Documenttekst:
════════════════════

Naar de content

Waterkwaliteit sterk verbeterd, nu de beestjes nog

Een modderkruiper in het water die recht in de camera kijkt.
Een modderkruiper in het water die recht in de camera kijkt.
Ravon

Nederlandse heeft ongekend grote stappen gemaakt in de verbetering van de waterkwaliteit. Maar de ecologische kwaliteit blijft achter. Planten en beestje komen niet zo snel terug als gehoopt. Een mooi overzichtswerk over de wereld van het water verscheen onlangs onder de titel Aquatische Ecologie van de hand van bioloog Henk Hoogenboom.

5 december 2014

Voor de aan de Zaan geboren en inmiddels aan de Hollandse IJssel wonende bioloog Henk Hoogenboom is de materie van aquatische ecologie niet echt nieuw, vertelt de auteur in een telefonische toelichting op zijn nieuwe standaardwerk Aquatische Ecologie. Functioneren en beheren van zoete en brakke aquatische ecosystemen. Hoogenboom was jaren voorzitter van de landelijke Werkgroep Ecologisch Waterbeheer. In die werkgroep is een waaier aan organisaties vertegenwoordigd die met de waterkwaliteit in Nederland bezig zijn, zoals universiteiten, waterschappen en overheden.

Het had een bescheiden boek van 100 pagina’s moeten worden, een klus die in één jaar geklaard had moeten zijn. Het werden uiteindelijk 418 pagina’s waaraan Hoogenboom vier jaar werkte.

════════════════════

Gegeven informatie:
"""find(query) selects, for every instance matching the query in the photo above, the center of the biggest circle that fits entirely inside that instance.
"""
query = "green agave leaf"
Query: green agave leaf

════════════════════

Wat je moet doen:
a. Herhaal uit het artikel over waterkwaliteit letterlijk alles vanaf "Naar de content" tot en met "bioloog Henk Hoogenboom.".
b. Beantwoord deze vragen over het artikel over waterkwaliteit:
(i) Op welke datum is het artikel gedateerd?
(ii) Welke functie had Hoogenboom jarenlang?
(iii) Hoeveel pagina's telt het boek uiteindelijk?
c. Ga alsjeblieft verder met het artikel over waterkwaliteit, te beginnen na de laatste zin die er staat.

Antwoorden oefening:
a.
Naar de content

Waterkwaliteit sterk verbeterd, nu de beestjes nog

Een modderkruiper in het water die recht in de camera kijkt.
Een modderkruiper in het water die recht in de camera kijkt.
Ravon

Nederlandse heeft ongekend grote stappen gemaakt in de verbetering van de waterkwaliteit. Maar de ecologische kwaliteit blijft achter. Planten en beestje komen niet zo snel terug als gehoopt. Een mooi overzichtswerk over de wereld van het water verscheen onlangs onder de titel Aquatische Ecologie van de hand van bioloog Henk Hoogenboom.

b.
(i) 5 december 2014
(ii) Voorzitter van de landelijke Werkgroep Ecologisch Waterbeheer
(iii) 418 pagina's

c.
Waterwetenschap

Verschillende takken van wetenschap houden zich met water bezig. De hydrologie is de studie van de beweging van (grond-)water, milieuchemie en toxicologie dekken de problematiek van de waterkwaliteit en, hoofdonderwerp van deze publicatie, de jongste waterwetenschap van de aquatische ecologie bestudeert de levensgemeenschappen. Vanzelfsprekend hangen al deze vakgebieden met elkaar samen en is bijvoorbeeld de ecologie sterk afhankelijk van de waterkwaliteit.

Al deze takken van de waterwetenschap krijgen aandacht in dit standaardwerk, dat rijk geïllustreerd is met zowel grafieken en schema’s als natuurfoto’s van waterdieren en -planten en landschappen. De toegankelijke schrijfstijl en keuze van de afbeeldingen maakt duidelijk dat er een betrokken auteur aan het werk is geweest met veel liefde voor de natuur.

Vertragingseffect

“Op het terrein van de waterkwaliteit betreft heeft Nederland zich de afgelopen decennia erg ingespannen”, zegt Hoogenboom. “Inmiddels is al veel bereikt om de zoete en brakke wateren schoon te krijgen.” Toch ziet Hoogenboom, die ook als biologieleraar in het middelbaar onderwijs werkt, de verbeterde waterkwaliteit nog niet weerspiegeld in een rijker dieren- en plantenleven. “We zijn er nog helemaal niet doordat er sprake is van een vertragingseffect. Op misschien drie plekjes in Nederland zien we of zijn we op weg naar de gewenste ecologische kwaliteit, zoals bijvoorbeeld het veengebied Terra Nova.”

Maandag-wasdag

Die verbetering van de waterkwaliteit van beken, rivieren, plassen en kanalen, zowel brak als zoet, heeft vooral betrekking op een drastische vermindering van de fosfaat- en stikstofgehaltes. “Beelden van rivieren met metershoog schuim op maandag – voor veel huisvrouwen in die tijd de vaste ‘wasdag’ – kun je je nu niet meer indenken”, vertelt Hoogenboom, die in zijn boekwerk een foto van dit bijzondere fenomeen opnam. Maar ook concentraties van toxische stoffen zoals PCB’s, berucht vanwege hun hormoonverstorende effect op waterdiertjes, verminderden sterk.

Een modderkruiper in het water die recht in de camera kijkt.

De grote modderkruiper is nu zeldzaam en beschermd. 20 procent van alle zoetwatersoorten raakten de afgelopen decennia met uitsterven bedreigd.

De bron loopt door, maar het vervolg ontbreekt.